# EXCERPTED DATA
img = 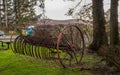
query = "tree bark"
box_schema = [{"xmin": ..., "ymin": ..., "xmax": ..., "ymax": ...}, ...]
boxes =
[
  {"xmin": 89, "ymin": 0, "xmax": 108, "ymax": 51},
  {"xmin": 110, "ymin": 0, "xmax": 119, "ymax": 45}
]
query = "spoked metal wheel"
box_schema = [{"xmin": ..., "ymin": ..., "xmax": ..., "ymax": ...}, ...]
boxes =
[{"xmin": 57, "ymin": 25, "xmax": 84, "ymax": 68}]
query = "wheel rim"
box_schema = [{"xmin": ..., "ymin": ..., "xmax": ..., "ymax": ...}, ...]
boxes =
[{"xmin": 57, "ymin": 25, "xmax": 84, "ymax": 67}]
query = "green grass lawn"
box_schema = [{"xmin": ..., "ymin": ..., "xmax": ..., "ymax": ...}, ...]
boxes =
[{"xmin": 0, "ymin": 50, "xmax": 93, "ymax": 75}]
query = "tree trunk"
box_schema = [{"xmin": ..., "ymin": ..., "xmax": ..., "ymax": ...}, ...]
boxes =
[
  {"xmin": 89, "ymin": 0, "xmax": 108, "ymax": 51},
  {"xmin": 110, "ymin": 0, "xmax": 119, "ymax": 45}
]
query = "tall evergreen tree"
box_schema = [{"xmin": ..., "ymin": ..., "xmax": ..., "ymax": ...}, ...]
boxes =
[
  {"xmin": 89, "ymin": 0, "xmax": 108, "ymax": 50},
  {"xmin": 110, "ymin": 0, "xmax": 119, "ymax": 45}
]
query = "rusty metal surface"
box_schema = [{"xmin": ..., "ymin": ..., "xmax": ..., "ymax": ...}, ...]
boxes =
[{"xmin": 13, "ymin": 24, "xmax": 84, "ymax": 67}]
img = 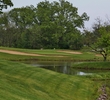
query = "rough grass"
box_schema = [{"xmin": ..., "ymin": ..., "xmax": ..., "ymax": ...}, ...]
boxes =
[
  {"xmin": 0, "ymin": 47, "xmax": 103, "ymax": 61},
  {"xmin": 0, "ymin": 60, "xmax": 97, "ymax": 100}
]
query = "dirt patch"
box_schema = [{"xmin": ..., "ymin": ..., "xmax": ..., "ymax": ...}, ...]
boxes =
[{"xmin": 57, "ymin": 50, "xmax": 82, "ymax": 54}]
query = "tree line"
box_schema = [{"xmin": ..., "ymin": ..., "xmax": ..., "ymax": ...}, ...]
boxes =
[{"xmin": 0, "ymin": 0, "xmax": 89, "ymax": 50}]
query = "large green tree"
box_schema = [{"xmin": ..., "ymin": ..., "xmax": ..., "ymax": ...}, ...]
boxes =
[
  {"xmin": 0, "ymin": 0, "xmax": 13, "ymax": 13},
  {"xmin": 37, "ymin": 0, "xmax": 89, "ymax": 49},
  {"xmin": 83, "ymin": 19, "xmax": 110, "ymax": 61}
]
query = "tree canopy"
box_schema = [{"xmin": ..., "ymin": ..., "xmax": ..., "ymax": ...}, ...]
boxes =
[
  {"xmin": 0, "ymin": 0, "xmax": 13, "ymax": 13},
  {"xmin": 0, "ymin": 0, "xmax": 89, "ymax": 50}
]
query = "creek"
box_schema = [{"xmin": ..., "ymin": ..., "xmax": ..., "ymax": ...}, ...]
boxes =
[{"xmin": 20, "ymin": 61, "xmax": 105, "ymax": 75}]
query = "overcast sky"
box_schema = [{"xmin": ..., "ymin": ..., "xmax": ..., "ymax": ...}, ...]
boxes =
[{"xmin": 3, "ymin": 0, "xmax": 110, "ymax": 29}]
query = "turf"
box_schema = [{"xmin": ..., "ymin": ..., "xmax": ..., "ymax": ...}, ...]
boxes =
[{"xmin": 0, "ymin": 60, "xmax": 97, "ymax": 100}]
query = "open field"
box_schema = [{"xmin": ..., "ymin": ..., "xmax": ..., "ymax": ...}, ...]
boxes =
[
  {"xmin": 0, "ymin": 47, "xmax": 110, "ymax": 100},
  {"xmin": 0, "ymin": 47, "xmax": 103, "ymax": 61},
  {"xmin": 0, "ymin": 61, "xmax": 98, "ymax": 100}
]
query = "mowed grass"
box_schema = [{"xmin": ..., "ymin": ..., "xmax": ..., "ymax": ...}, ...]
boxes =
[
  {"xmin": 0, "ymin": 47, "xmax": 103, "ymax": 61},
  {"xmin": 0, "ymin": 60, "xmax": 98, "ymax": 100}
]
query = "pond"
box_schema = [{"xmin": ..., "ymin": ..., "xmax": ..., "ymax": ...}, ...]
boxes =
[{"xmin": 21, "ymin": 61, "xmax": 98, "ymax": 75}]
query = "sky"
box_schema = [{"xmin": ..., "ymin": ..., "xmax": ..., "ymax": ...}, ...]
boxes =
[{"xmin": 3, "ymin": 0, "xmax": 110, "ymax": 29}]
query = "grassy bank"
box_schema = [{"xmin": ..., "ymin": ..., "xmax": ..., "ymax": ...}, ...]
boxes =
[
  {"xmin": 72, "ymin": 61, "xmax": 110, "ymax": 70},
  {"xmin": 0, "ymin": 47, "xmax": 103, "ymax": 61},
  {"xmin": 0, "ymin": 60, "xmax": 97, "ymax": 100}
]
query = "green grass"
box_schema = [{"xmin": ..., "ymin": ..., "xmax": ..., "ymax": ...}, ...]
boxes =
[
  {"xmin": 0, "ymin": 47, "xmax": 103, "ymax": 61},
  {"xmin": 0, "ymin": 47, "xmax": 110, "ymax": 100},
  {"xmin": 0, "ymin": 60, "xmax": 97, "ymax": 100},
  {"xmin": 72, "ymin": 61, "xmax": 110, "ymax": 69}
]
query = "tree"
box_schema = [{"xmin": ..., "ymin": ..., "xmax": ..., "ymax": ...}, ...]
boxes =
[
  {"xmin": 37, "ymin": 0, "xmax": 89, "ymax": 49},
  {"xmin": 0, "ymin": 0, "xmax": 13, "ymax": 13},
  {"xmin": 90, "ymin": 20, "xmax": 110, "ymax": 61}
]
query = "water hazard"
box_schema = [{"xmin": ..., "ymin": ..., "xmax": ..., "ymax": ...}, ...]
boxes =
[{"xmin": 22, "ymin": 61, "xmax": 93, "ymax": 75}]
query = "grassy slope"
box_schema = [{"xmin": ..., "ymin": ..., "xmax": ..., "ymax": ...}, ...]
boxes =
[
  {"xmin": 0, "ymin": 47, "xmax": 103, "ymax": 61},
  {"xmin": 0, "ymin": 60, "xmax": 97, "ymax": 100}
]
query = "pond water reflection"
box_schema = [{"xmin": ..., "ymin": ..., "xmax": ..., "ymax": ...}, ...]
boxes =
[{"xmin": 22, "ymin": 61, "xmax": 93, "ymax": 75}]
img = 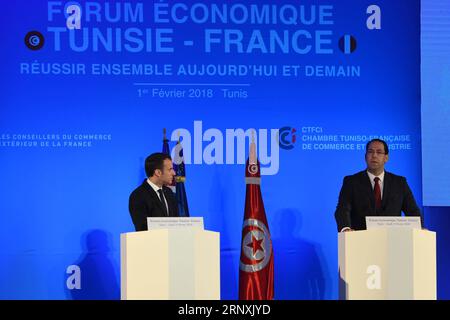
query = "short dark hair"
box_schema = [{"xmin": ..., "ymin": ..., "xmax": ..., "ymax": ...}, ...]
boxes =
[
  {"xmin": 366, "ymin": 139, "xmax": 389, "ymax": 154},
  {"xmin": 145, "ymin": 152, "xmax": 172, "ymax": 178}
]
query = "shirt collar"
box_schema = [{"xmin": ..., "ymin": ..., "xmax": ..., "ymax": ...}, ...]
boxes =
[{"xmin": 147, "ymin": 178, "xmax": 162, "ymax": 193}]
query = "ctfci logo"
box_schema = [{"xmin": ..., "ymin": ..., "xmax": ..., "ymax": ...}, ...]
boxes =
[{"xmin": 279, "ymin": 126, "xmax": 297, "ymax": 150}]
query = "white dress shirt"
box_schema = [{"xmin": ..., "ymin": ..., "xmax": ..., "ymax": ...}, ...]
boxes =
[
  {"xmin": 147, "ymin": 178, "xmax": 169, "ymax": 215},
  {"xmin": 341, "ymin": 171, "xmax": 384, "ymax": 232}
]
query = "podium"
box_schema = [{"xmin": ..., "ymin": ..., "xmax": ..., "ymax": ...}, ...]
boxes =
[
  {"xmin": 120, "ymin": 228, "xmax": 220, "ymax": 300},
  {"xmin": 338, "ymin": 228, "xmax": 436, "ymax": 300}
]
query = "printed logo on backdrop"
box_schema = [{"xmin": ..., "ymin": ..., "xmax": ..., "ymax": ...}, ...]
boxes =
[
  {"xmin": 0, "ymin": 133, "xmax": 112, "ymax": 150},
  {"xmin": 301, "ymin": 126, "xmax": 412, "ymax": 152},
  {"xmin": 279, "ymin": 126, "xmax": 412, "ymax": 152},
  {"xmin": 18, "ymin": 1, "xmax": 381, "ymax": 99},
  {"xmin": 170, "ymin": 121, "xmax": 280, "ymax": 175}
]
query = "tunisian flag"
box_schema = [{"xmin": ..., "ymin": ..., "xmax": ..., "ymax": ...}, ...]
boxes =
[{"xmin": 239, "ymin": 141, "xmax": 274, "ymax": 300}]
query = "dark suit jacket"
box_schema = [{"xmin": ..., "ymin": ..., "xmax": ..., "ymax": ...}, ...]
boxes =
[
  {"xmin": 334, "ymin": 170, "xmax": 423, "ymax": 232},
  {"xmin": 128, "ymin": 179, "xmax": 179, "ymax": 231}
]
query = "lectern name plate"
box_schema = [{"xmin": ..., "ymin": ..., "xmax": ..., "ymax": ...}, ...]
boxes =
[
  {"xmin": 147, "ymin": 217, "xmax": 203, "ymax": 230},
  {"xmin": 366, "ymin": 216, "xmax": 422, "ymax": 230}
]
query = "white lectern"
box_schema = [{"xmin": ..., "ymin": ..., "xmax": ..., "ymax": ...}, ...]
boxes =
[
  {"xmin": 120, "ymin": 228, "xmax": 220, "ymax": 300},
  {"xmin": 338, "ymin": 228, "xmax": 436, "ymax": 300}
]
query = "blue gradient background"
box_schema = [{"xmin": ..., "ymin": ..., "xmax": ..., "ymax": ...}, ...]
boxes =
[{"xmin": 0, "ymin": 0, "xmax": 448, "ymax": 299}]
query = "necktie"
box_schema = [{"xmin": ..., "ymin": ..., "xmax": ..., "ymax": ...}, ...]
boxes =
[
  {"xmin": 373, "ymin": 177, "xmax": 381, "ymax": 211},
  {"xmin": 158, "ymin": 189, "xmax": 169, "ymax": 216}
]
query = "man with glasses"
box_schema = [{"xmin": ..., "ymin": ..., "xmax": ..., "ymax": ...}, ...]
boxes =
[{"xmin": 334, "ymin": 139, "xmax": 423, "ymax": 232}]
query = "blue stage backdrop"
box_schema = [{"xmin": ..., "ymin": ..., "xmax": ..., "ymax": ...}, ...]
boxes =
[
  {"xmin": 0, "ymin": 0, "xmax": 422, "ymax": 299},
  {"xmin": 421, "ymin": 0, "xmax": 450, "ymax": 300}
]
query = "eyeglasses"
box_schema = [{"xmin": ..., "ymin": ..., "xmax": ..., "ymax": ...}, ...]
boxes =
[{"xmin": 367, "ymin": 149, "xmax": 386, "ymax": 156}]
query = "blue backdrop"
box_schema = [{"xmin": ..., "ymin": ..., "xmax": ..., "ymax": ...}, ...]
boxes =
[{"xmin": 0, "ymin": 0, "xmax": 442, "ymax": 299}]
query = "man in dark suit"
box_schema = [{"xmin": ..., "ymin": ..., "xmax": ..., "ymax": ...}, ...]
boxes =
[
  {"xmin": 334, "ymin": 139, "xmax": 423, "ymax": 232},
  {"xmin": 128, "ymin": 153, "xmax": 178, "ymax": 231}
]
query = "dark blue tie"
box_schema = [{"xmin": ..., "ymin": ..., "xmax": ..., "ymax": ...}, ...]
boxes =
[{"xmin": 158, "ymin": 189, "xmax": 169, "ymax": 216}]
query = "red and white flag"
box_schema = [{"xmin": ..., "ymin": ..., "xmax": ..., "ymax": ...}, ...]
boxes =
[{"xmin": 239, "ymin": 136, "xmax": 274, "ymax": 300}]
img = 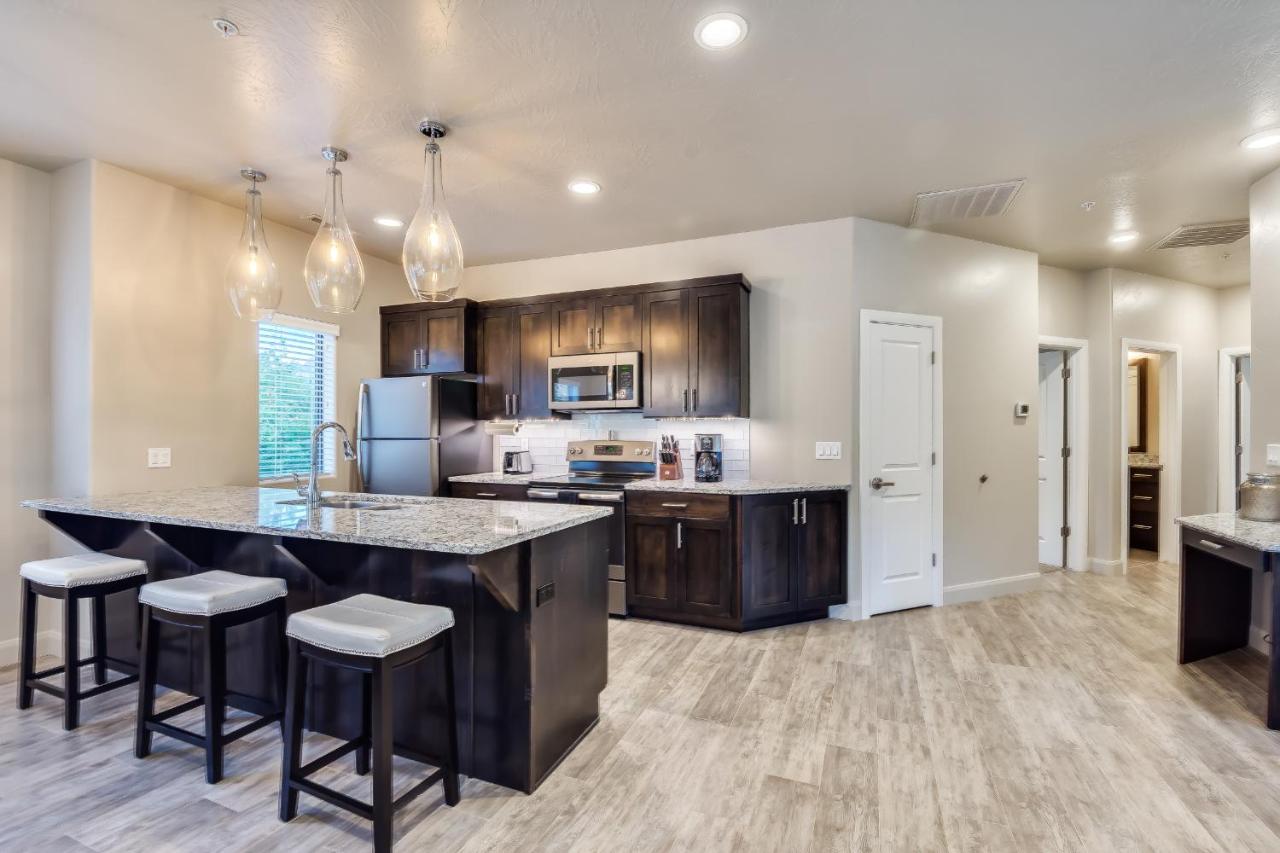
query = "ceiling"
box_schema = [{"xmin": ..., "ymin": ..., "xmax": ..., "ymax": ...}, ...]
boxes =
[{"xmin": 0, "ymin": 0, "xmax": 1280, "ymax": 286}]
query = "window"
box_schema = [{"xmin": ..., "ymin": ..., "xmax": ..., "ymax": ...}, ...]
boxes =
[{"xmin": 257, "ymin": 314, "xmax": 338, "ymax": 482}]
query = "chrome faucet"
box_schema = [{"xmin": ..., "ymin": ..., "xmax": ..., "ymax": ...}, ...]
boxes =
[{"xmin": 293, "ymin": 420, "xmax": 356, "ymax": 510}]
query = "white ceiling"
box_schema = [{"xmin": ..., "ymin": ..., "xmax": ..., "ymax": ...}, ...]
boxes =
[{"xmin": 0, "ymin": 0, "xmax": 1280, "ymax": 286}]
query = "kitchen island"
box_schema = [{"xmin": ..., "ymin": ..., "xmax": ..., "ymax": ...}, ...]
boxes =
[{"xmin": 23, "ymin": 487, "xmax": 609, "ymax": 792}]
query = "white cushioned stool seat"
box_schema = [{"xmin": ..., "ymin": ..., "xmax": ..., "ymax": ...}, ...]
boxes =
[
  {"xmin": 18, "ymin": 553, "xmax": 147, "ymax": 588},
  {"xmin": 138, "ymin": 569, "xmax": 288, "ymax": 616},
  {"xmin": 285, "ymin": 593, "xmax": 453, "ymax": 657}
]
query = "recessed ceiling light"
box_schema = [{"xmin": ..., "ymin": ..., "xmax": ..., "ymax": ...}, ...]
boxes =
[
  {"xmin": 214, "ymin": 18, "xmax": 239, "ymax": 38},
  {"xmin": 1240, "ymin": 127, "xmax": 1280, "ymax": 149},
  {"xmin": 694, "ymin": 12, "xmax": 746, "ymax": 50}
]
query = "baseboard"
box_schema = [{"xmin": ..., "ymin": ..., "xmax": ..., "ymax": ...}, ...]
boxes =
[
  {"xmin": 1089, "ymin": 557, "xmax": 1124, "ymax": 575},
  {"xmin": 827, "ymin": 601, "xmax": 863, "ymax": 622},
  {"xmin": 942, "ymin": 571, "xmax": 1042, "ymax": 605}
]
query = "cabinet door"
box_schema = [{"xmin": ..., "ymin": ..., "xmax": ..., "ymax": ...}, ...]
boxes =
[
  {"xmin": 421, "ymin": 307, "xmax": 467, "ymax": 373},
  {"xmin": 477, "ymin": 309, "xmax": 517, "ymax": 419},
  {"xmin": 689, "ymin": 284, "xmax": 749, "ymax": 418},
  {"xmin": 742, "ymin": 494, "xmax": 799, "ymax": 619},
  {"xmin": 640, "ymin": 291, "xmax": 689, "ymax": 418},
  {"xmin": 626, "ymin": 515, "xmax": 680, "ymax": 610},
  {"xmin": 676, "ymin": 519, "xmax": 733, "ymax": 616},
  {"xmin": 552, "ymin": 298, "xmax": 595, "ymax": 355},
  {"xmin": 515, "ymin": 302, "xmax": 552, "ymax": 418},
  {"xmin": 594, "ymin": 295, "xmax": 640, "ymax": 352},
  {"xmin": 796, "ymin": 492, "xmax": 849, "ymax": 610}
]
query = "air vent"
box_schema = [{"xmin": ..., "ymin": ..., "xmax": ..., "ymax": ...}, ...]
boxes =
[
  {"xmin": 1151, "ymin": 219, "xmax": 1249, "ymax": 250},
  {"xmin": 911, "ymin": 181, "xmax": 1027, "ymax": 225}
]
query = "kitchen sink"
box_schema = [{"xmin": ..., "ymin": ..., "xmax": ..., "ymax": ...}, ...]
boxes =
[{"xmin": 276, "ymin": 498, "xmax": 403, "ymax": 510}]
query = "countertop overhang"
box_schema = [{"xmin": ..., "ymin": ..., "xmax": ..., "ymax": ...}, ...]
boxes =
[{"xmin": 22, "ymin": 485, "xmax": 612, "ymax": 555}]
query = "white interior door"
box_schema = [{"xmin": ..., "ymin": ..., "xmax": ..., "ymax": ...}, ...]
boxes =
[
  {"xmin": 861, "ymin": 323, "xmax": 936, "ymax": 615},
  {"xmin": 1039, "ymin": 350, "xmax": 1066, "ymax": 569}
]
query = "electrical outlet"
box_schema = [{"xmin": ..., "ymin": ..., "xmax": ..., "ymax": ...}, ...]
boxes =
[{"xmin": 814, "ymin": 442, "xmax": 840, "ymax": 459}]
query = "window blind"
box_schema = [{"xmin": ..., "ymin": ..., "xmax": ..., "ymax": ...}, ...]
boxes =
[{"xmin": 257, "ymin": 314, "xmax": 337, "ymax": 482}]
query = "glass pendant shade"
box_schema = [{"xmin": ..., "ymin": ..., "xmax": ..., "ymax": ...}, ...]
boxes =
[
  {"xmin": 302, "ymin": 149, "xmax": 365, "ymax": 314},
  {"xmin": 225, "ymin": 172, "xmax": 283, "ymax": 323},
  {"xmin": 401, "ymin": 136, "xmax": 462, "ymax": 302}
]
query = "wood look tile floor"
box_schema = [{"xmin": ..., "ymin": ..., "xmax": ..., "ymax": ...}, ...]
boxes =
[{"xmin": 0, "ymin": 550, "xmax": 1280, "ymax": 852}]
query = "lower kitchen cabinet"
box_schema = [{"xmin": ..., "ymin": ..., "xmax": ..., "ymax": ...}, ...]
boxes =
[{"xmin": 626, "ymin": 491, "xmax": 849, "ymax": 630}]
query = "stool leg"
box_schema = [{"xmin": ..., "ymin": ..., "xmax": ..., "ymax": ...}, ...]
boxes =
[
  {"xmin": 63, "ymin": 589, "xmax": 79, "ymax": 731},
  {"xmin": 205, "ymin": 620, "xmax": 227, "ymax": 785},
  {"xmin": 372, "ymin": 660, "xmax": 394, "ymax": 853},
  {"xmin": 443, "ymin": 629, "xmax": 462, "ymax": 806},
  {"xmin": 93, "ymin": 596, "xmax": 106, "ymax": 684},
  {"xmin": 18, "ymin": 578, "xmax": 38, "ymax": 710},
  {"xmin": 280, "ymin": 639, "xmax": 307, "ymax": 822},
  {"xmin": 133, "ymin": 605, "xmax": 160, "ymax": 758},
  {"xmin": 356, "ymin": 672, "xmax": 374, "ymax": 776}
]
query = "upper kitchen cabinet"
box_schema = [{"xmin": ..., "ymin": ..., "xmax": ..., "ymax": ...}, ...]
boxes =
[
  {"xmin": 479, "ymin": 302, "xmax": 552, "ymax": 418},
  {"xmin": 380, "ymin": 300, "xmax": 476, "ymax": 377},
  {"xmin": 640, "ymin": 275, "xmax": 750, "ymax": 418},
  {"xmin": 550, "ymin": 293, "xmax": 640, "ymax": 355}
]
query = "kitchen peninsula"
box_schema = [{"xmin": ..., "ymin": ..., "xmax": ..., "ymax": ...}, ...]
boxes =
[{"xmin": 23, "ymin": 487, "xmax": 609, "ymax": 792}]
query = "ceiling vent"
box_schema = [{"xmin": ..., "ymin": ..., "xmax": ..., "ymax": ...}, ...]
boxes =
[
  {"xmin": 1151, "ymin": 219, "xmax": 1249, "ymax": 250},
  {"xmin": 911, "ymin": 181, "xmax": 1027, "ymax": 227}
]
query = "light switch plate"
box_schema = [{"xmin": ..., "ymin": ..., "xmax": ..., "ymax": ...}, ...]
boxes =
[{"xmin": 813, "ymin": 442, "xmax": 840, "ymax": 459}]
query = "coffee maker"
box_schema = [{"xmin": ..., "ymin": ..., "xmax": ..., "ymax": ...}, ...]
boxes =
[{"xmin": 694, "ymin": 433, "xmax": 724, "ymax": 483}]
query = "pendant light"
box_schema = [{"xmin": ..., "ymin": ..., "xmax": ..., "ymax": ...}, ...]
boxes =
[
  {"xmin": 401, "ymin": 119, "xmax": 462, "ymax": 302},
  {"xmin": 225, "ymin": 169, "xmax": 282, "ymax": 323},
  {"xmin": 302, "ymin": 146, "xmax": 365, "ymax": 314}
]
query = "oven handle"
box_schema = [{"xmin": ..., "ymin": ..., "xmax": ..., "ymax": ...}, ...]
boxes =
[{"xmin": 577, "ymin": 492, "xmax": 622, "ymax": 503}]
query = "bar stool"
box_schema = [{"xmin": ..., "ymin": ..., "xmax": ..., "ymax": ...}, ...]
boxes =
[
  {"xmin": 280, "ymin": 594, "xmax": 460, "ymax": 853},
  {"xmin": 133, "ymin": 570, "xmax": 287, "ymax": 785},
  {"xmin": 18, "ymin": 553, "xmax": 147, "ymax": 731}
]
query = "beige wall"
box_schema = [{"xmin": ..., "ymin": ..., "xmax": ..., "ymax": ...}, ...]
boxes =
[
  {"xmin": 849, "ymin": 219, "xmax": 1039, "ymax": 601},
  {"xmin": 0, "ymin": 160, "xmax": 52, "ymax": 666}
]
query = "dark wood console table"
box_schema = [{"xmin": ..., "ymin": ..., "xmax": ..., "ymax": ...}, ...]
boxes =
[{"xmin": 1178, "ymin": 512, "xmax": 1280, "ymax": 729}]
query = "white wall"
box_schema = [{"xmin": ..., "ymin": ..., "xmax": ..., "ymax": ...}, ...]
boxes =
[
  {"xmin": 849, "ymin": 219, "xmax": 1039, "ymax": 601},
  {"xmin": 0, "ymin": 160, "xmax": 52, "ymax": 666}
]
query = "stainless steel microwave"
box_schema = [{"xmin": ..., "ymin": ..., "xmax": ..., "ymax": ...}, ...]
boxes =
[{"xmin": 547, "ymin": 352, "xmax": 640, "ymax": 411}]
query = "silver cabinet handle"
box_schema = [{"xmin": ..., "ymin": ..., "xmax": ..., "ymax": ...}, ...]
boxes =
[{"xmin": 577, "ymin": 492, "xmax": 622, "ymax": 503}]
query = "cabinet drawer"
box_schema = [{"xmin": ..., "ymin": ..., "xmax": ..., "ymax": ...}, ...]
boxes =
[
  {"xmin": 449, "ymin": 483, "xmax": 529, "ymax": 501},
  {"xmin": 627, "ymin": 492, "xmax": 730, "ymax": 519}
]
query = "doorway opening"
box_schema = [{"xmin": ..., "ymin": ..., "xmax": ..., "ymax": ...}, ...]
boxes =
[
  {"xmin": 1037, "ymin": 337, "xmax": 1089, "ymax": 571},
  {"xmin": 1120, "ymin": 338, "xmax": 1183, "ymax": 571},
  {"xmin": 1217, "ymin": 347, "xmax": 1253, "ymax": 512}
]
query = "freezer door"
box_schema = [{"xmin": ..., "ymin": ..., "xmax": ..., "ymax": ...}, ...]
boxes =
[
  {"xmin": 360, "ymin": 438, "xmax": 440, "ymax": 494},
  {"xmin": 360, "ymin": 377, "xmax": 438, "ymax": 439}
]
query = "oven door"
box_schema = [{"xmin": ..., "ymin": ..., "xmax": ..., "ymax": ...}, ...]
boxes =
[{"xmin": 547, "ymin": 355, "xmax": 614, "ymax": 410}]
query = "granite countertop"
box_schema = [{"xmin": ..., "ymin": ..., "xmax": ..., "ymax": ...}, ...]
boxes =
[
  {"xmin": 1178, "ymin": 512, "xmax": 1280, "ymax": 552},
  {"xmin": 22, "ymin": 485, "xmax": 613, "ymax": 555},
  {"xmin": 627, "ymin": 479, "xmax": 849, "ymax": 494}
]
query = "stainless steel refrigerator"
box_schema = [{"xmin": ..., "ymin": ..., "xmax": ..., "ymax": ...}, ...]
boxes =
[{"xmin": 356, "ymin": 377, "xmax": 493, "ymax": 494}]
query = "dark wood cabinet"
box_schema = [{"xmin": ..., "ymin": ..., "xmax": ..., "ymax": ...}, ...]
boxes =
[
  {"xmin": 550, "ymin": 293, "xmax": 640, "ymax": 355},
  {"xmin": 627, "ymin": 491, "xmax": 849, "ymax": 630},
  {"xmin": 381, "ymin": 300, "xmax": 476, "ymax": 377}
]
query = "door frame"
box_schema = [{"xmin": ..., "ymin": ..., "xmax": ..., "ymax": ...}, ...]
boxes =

# WHAT TO WORK ON
Select every line in the rows above that contains the string "cabinet", matching case exactly.

# RESULT BELOW
query = "cabinet door"
query = "lower kitchen cabinet"
query = "upper kitchen cabinet"
query = "silver cabinet handle"
query = "cabinet drawer"
query = "dark wood cabinet"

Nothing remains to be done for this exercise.